▶ _Data under study_
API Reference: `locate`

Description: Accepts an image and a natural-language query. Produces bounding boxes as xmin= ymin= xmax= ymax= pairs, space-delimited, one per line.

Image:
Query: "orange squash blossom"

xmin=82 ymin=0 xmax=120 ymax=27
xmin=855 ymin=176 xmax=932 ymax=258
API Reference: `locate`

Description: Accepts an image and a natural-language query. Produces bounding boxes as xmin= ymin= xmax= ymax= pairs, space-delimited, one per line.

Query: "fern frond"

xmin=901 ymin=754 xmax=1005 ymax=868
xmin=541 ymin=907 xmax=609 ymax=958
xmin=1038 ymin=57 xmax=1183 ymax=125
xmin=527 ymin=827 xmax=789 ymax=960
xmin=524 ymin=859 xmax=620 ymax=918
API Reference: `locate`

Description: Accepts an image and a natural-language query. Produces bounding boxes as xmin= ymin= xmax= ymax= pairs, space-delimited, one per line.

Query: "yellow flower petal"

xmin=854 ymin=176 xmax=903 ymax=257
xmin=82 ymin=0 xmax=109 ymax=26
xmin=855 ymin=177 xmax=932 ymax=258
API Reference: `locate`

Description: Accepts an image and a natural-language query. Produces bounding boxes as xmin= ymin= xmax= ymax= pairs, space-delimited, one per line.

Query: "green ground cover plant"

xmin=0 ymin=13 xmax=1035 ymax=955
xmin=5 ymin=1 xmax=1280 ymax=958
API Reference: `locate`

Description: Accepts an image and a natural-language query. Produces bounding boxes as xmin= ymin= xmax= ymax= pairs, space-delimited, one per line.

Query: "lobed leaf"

▶ _Your task_
All of the entries need to be reproduced exactly; please write them out.

▶ _Exercise response_
API Reference: `locate`

Description: Accepts an image and a natural-language query. Produces bounding boxes as xmin= ymin= xmax= ymax= pairs, space-delimited, one per line.

Image:
Query: "orange squash blossom"

xmin=82 ymin=0 xmax=120 ymax=27
xmin=855 ymin=176 xmax=932 ymax=258
API Reference: `locate`

Description: Accepts an image and a natural-language query. Produces bounding boxes as xmin= ymin= xmax= ymax= pairs, space-delimited, one per line.

Query: "fern frond"

xmin=901 ymin=754 xmax=1005 ymax=868
xmin=541 ymin=907 xmax=609 ymax=958
xmin=1038 ymin=57 xmax=1183 ymax=125
xmin=527 ymin=827 xmax=789 ymax=960
xmin=524 ymin=859 xmax=620 ymax=918
API Reference: `locate`

Description: Accepts an image and a natural-language query. Produces bounding boxes as xmin= ymin= xmax= ymax= pairs, space-delimited, one per line.

Query: "yellow flower petal"

xmin=854 ymin=176 xmax=903 ymax=257
xmin=82 ymin=0 xmax=109 ymax=26
xmin=855 ymin=177 xmax=932 ymax=258
API Reference: `locate`

Description: Accepts an image and a natural-language query. Produces bounding boxes as xmin= ymin= xmax= ymax= pairs, space-delimited, one per line.

Query: "green ground cover plant"

xmin=0 ymin=13 xmax=1035 ymax=955
xmin=5 ymin=1 xmax=1280 ymax=958
API Reference: `locate`

Description: Accepts an image and a natural-language query. Produces bounding boxes as xmin= ymin= xmax= ymax= pairs, space-delimited, one per line.

Query: "lobed leaf"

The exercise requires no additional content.